### YOUR INSTRUCTIONS
Lay out every line of the listing below as a numbered list, skipping any blank lines. Leave the pictures out of your answer.

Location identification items
..............................
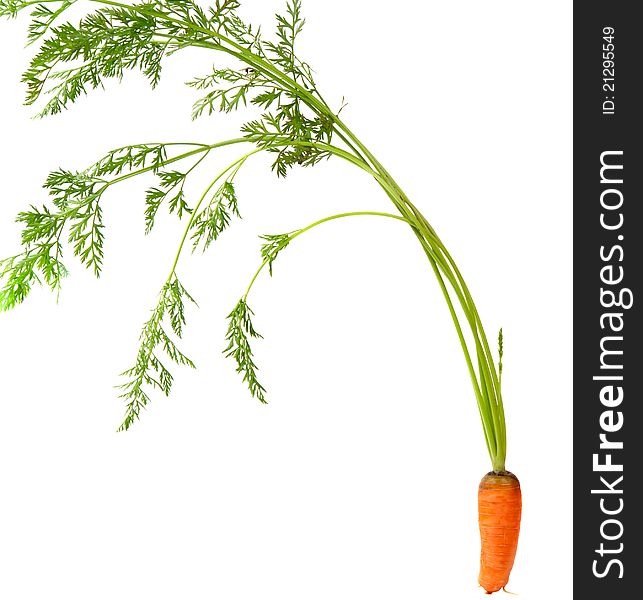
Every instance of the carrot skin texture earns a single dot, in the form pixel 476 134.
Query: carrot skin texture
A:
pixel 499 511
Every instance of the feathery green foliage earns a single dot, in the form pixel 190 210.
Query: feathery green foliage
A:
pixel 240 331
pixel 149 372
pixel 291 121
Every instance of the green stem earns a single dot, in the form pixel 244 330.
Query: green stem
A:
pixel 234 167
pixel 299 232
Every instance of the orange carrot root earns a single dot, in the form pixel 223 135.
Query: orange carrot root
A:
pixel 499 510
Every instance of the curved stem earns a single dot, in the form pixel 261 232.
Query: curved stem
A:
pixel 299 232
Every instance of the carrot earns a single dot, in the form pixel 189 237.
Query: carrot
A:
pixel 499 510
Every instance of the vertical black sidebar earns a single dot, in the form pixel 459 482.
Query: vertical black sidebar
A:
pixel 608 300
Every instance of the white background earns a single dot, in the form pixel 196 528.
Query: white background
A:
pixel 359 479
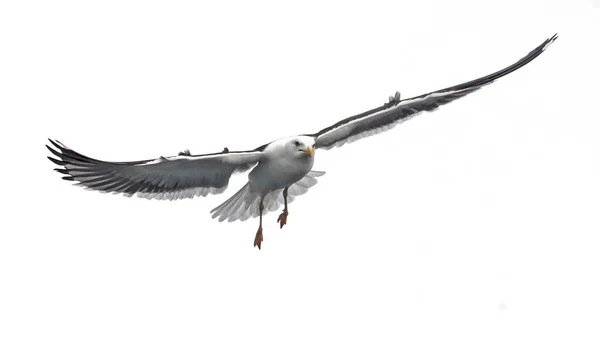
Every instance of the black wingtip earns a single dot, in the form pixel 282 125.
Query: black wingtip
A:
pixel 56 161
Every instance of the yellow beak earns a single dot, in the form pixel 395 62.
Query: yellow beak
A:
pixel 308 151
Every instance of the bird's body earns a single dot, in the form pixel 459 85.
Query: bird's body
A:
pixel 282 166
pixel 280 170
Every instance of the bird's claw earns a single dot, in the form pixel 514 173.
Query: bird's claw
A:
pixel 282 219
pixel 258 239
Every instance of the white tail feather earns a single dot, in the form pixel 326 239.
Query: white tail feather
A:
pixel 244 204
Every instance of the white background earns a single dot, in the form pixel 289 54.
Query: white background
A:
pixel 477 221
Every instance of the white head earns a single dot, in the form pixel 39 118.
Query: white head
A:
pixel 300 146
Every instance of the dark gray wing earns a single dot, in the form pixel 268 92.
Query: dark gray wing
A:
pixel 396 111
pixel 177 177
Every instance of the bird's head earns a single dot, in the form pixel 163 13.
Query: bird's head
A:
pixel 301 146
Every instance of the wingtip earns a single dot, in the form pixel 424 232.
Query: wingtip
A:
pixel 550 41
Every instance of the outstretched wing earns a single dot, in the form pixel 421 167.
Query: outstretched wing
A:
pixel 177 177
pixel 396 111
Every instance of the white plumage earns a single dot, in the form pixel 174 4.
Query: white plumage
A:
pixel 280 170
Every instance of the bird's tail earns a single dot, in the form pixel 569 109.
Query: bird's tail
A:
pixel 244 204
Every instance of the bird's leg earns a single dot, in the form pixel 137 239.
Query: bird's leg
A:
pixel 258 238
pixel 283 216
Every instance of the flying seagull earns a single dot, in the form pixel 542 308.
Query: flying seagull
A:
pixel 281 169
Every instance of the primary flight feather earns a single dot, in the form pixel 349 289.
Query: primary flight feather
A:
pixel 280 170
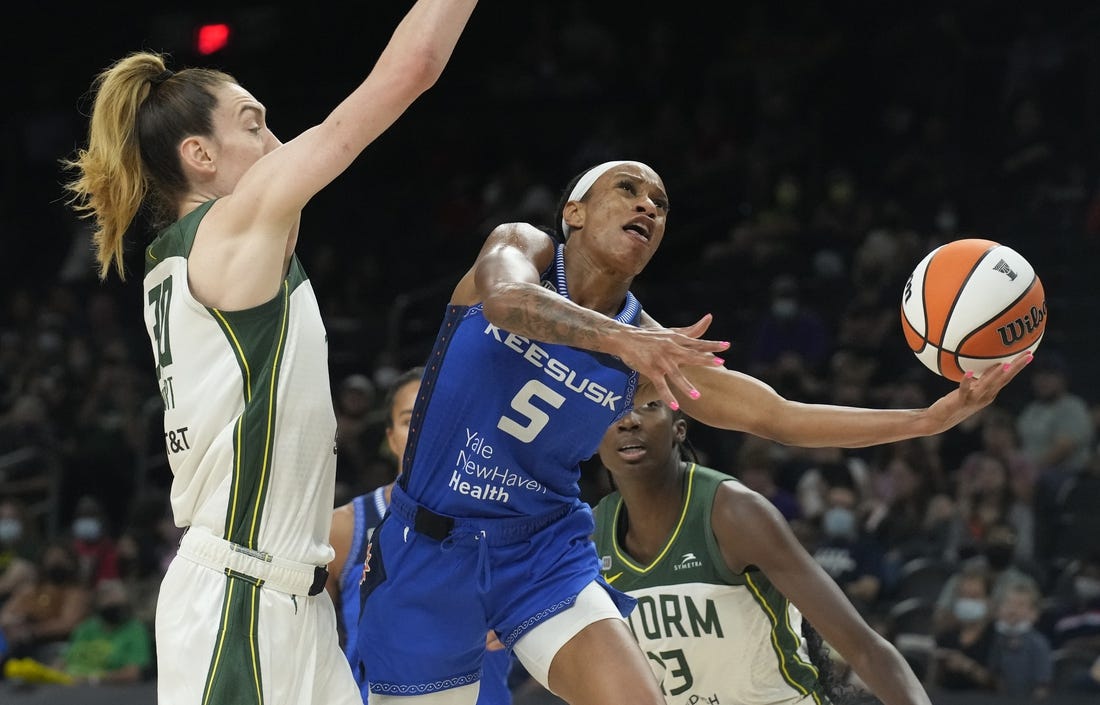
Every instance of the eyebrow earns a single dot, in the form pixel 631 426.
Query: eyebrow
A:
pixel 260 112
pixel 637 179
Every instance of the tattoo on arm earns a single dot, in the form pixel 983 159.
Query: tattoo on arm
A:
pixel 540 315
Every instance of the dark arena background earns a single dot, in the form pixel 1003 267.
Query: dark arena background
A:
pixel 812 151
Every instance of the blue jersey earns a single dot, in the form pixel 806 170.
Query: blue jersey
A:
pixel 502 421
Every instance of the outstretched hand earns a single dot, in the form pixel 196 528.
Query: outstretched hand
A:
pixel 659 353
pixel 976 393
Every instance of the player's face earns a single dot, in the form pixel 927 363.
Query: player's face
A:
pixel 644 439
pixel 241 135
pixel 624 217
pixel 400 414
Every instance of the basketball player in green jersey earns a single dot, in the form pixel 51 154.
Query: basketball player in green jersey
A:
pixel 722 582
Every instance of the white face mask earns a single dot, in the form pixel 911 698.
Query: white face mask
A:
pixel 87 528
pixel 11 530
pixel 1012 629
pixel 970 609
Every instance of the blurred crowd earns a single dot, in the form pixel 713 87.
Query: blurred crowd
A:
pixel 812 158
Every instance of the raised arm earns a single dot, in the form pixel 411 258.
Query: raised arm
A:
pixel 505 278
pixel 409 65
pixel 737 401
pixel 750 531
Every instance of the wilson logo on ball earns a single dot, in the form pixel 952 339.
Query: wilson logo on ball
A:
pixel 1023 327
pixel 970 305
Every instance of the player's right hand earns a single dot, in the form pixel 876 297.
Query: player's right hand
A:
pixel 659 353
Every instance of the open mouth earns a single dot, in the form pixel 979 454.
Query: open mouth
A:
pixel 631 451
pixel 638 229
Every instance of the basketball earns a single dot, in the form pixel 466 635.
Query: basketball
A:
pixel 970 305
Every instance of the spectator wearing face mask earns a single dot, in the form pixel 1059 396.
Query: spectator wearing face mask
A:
..............................
### SOLUTION TO THIS PROBLEM
1. Every instance of the carrot skin texture earns a single dot, in the form pixel 476 134.
2. Query: carrot skin texture
3. A:
4. pixel 499 511
5. Every instance of the feathery green foliage earns a single dot, in the form pixel 190 210.
6. Query: feathery green foliage
7. A:
8. pixel 240 331
9. pixel 149 372
10. pixel 291 121
11. Every instance of the green stem earns a single dot, in the form pixel 244 330.
12. Query: green stem
13. A:
14. pixel 234 167
15. pixel 299 232
16. Every instance of the orange carrot root earns a single dot, in the form pixel 223 135.
17. Query: orange carrot root
18. A:
19. pixel 499 510
20. Every instance of the curved stem earns a single dot, in the form pixel 261 232.
21. Query: curved stem
22. A:
23. pixel 299 232
24. Every instance of the carrot earns a single dot, in the form pixel 189 237.
25. Query: carrot
26. A:
27. pixel 499 510
28. Every instance of the vertical black sidebar earns a single dot, in the form pixel 459 482.
29. Query: vertical black sidebar
30. A:
31. pixel 608 300
32. Every instance of the white background earns a single dot, in the form pixel 196 528.
33. Query: white background
34. A:
35. pixel 359 479
36. Every instance of the black wingtip earns a single dot, in the form pixel 282 125.
37. Query: black wingtip
38. A:
39. pixel 56 161
40. Every instance of the yellow beak earns a single dot, in the form pixel 395 62.
41. Query: yellow beak
42. A:
43. pixel 308 151
44. Every instance of the bird's body earns a single dot, in the form pixel 459 85.
45. Query: bird's body
46. A:
47. pixel 282 166
48. pixel 280 170
49. Every instance of the bird's claw earns a single dot, in the form pixel 514 173.
50. Query: bird's claw
51. A:
52. pixel 282 219
53. pixel 258 239
54. Every instance of the white tail feather earns a single dot, in the form pixel 326 239.
55. Query: white tail feather
56. A:
57. pixel 244 204
58. Every instance of the white background earns a single dot, in the form pixel 289 54.
59. Query: white background
60. A:
61. pixel 477 221
62. Every instance of the white head earns a single dot, in the form pixel 39 118.
63. Query: white head
64. A:
65. pixel 300 146
66. Every instance of the dark gray wing earns a single dot, in the form pixel 268 92.
67. Query: dark gray wing
68. A:
69. pixel 396 111
70. pixel 177 177
71. Every instance of the bird's head earns a single dot, in the form pixel 163 13.
72. Query: bird's head
73. A:
74. pixel 301 146
75. Every instance of the wingtip earns a single dot, in the form pixel 424 232.
76. Query: wingtip
77. A:
78. pixel 550 41
79. Every instance of the outstretched wing earns a single dot, in the form pixel 421 167.
80. Query: outstretched wing
81. A:
82. pixel 177 177
83. pixel 396 111
84. Every instance of the white plumage earns a single dot, in the form pixel 174 4.
85. Query: white plumage
86. A:
87. pixel 280 170
88. Every instance of the bird's tail earns a single dot, in the form pixel 569 109.
89. Query: bird's tail
90. A:
91. pixel 244 204
92. Every instance of the bird's leg earns a single dot, in the form pixel 137 239.
93. Query: bird's leg
94. A:
95. pixel 258 238
96. pixel 283 216
97. Every instance of the flying seagull earns a single dot, in the form pixel 542 308.
98. Query: flying seagull
99. A:
100. pixel 281 169
101. Every instance of the primary flight feather earns a single dot, in the form pixel 349 289.
102. Query: primary flight feather
103. A:
104. pixel 280 170
105. Every instance of the eyebrow earns a single dot, in the form pixel 631 426.
106. Query: eyebrow
107. A:
108. pixel 260 112
109. pixel 637 179
110. Every instance of the tattoo on arm earns a single dot, in the form pixel 983 159.
111. Query: tattoo on arm
112. A:
113. pixel 540 315
114. Every instance of the dark arena background earns a single dot, in the form pixel 1003 267.
115. Query: dark arena background
116. A:
117. pixel 812 151
118. Every instance of the blue jersey earns a single dot, in the form pixel 806 170.
119. Query: blue jersey
120. A:
121. pixel 502 421
122. Every instance of the outstretched hand earns a single dot, in the form pixel 196 528.
123. Query: outstretched hand
124. A:
125. pixel 659 353
126. pixel 976 393
127. Every instance of the player's face earns a single dot, in the form pixel 927 363.
128. Query: player's face
129. A:
130. pixel 644 439
131. pixel 241 135
132. pixel 624 217
133. pixel 400 414
134. Every instance of the basketball player in green jersey earns a single dot, in the form pixel 51 154.
135. Query: basketball player in green jersey
136. A:
137. pixel 722 582
138. Every instance of the white face mask earns a single dot, in the form pixel 911 698.
139. Query: white face mask
140. A:
141. pixel 87 528
142. pixel 11 530
143. pixel 1012 629
144. pixel 970 609
145. Every instance of the blurred crowd earns a single dot, in the form pixel 713 87.
146. Query: blurred crowd
147. A:
148. pixel 812 158
149. Every instance of the raised arm earns a single dot, in the form pixel 411 258.
150. Query: raised arm
151. A:
152. pixel 505 278
153. pixel 409 65
154. pixel 737 401
155. pixel 750 531
156. Every instance of the wilson logo on ball earns a single dot, in the form pixel 952 339.
157. Query: wilson logo on ball
158. A:
159. pixel 1023 327
160. pixel 970 305
161. Every instance of the player's right hand earns a single dot, in the form pixel 876 297.
162. Query: player's right hand
163. A:
164. pixel 659 353
165. Every instance of the open mouth earns a single dot, in the form pixel 979 454.
166. Query: open mouth
167. A:
168. pixel 631 451
169. pixel 638 229
170. Every instance of the basketball earns a single dot, in the form pixel 466 635.
171. Query: basketball
172. A:
173. pixel 970 305
174. Every instance of the spectator wearing face mask earns a single dot, in the form pixel 1059 396.
175. Query: spectator wearing face mask
176. A:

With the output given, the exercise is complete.